[WHAT TO DO]
Every line below is to be quoted exactly, with nothing added or dropped.
----- DATA
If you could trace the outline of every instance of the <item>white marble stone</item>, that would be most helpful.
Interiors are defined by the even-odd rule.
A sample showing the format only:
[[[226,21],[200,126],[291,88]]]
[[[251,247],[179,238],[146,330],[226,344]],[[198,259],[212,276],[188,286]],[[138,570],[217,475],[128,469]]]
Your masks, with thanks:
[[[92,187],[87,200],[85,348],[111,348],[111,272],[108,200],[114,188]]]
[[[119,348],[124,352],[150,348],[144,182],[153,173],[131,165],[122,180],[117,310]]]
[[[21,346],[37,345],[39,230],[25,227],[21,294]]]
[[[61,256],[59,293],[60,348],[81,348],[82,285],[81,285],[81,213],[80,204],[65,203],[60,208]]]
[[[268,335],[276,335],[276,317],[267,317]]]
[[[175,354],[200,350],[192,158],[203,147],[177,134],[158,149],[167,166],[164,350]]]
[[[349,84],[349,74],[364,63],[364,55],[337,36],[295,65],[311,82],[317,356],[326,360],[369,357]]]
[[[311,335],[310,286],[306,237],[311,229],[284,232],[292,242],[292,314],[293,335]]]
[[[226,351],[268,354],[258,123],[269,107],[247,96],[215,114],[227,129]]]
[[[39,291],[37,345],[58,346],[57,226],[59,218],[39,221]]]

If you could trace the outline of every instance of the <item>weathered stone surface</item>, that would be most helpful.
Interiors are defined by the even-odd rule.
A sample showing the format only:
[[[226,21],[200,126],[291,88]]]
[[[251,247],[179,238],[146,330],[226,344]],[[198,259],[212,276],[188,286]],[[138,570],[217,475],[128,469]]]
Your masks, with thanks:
----------
[ANSWER BELOW]
If you could trace the outline of every instance of the <item>white marble stone</item>, that would be most helpful.
Interiors are defined by the even-odd rule.
A sample showing the format only:
[[[226,21],[200,126],[291,88]]]
[[[251,247],[179,238],[146,330],[226,344]],[[198,259],[212,276],[188,286]],[[138,570],[217,475],[128,469]]]
Your masks, with thanks:
[[[92,187],[87,200],[85,348],[111,348],[111,272],[108,200],[114,188]]]
[[[119,348],[124,352],[150,348],[144,182],[153,173],[131,165],[122,180],[117,310]]]
[[[21,346],[37,345],[39,230],[25,227],[21,294]]]
[[[61,256],[59,293],[60,348],[81,348],[82,285],[81,285],[81,213],[80,204],[65,203],[60,208]]]
[[[268,335],[276,335],[276,317],[267,317]]]
[[[175,354],[200,350],[192,158],[203,147],[177,134],[158,149],[167,166],[164,350]]]
[[[349,84],[349,74],[364,63],[364,55],[337,36],[295,65],[311,82],[317,356],[326,360],[369,357]]]
[[[311,335],[310,286],[306,237],[311,229],[284,232],[292,242],[292,314],[293,335]]]
[[[226,351],[268,354],[258,123],[269,107],[247,96],[215,114],[227,129]]]
[[[39,291],[37,345],[58,346],[57,226],[59,218],[39,221]]]

If you could trace the outline of every instance of the <item>weathered stone surface</item>, that would be most helpful.
Interiors are defined by the even-odd rule.
A sample showing the format only:
[[[226,21],[200,126],[291,88]]]
[[[251,247],[179,238],[146,330],[226,344]],[[198,259],[212,276],[188,286]],[[138,570],[217,475],[128,469]]]
Your masks, with thanks:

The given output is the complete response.